As I stood on the balcony I looked up and noticed a hawk lazily circling on the thermals created by the hill and watching it I became more relaxed, beginning to enter a somewhat meditative state. I can’t explain why – perhaps I had seen a program on quantum theory; maybe I’d read an article in Science News; or possibly I’d had a recent conversation with one or more of the scientists I worked with – but I experienced a transition that felt like I left my body. My mind’s eye began to soar above the hawk, out into low Earth orbit, beyond Geosynchronous orbit and, eventually, deep into the cosmos.
I became more and more disassociated from my body, for how long I can’t say (thought it couldn’t possibly have been very long), and came to feel as though every fiber of my being was interwoven with the entire Universe . . . everywhere and everywhen. I experienced a sense of peace and a calmness I had never before quite known, and have yet to experience like that again. The sensation, the feeling I was part of everything that ever existed, or ever would exist, was profound. It has changed me forever.
★ ★ ★ ★
Reproduce verbatim the passage about watching a hawk from the balcony and feeling interwoven with the Universe.

Referring-expression pointing data:
★ ★ ★ ★
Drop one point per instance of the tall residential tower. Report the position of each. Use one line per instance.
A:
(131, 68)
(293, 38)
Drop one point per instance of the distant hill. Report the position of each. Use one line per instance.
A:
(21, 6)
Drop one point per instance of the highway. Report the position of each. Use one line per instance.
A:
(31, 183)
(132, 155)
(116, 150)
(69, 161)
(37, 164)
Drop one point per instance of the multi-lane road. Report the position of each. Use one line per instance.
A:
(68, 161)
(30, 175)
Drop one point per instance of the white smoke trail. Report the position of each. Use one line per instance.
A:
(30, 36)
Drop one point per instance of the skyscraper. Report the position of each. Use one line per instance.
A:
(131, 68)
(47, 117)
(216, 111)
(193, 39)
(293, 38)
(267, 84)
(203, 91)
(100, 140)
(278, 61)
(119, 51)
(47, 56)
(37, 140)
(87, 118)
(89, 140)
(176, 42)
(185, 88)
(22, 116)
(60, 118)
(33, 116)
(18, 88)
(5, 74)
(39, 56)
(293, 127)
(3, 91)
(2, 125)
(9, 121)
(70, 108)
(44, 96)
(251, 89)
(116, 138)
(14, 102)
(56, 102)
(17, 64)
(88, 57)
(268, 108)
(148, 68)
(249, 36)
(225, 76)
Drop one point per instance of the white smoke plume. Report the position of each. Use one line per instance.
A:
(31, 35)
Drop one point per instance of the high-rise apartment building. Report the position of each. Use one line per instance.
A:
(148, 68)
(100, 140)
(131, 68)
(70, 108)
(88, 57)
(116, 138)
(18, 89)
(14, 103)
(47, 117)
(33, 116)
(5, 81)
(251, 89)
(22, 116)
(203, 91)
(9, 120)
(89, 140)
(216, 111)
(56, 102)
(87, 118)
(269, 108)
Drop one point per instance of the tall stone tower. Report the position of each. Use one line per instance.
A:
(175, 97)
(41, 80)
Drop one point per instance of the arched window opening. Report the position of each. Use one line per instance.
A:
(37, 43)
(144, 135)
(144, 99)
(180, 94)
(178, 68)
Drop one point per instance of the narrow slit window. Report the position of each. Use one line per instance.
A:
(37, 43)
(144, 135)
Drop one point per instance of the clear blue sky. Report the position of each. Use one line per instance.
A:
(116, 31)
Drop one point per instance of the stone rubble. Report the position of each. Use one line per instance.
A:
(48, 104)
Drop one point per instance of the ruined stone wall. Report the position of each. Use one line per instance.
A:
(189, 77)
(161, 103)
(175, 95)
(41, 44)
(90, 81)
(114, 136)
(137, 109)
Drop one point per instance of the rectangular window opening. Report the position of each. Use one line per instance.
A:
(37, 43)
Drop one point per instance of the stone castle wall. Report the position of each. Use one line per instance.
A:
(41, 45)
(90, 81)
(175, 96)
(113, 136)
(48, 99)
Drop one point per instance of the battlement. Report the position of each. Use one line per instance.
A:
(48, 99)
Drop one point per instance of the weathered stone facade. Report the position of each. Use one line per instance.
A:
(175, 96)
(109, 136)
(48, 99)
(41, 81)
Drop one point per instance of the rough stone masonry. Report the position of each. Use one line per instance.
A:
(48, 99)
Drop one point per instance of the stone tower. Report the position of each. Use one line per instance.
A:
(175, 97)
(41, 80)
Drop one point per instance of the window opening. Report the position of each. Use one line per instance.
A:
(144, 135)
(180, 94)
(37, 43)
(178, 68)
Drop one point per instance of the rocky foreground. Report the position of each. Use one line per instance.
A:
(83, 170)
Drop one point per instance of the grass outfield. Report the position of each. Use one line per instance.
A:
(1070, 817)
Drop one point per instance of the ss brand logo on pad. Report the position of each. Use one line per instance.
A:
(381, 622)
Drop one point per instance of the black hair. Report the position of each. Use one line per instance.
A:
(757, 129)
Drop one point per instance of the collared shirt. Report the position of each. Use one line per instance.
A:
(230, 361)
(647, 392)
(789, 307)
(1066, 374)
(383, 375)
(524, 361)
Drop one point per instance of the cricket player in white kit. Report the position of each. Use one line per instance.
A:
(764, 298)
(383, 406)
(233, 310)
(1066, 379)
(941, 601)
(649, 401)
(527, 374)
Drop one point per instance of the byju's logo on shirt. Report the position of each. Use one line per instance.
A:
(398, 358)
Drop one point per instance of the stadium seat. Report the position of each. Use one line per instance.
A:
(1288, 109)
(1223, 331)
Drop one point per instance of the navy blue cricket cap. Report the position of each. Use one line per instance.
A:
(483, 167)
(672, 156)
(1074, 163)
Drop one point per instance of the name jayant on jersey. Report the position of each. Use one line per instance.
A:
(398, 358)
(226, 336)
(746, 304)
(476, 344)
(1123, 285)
★ ★ ★ ★
FINISHED TASK:
As I stood on the balcony I looked up and noticed a hawk lazily circling on the thermals created by the hill and watching it I became more relaxed, beginning to enter a somewhat meditative state. I can’t explain why – perhaps I had seen a program on quantum theory; maybe I’d read an article in Science News; or possibly I’d had a recent conversation with one or more of the scientists I worked with – but I experienced a transition that felt like I left my body. My mind’s eye began to soar above the hawk, out into low Earth orbit, beyond Geosynchronous orbit and, eventually, deep into the cosmos.
I became more and more disassociated from my body, for how long I can’t say (thought it couldn’t possibly have been very long), and came to feel as though every fiber of my being was interwoven with the entire Universe . . . everywhere and everywhen. I experienced a sense of peace and a calmness I had never before quite known, and have yet to experience like that again. The sensation, the feeling I was part of everything that ever existed, or ever would exist, was profound. It has changed me forever.